** start of Dataset **
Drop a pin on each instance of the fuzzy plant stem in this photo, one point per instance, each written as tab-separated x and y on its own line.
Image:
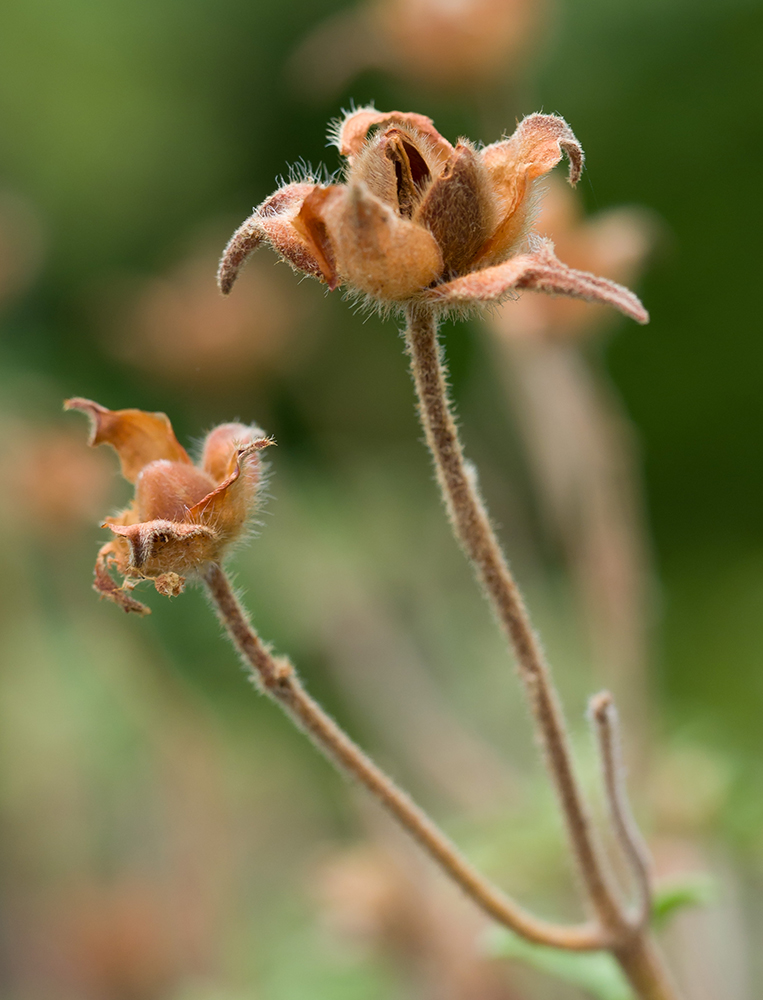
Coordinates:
475	534
275	677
** end of Dataset **
§ What is needed
Retype every line above without any change, but omit the picture.

§ Task output
Drop a pin on each instance of the fuzzy plant stem in this photo, one point per instance, each written as tab-separated x and y on its own line.
Image:
Coordinates:
475	534
275	677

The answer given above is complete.